▶ _DIRECTIVE_
Give every line of the records below as a Markdown table with the columns Row and Line. Number the rows in order and leave out any blank lines.

Items from a data source
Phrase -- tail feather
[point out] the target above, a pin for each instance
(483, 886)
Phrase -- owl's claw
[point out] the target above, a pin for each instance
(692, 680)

▶ _SOLUTION FOR THIS TASK_
| Row | Line |
|---|---|
| 1 | Phrase -- tail feather |
| 2 | [point out] the target above, a pin for each instance |
| 3 | (483, 886) |
| 4 | Phrase -- owl's claw |
| 5 | [point out] the target above, a pin for each instance |
| 6 | (692, 680) |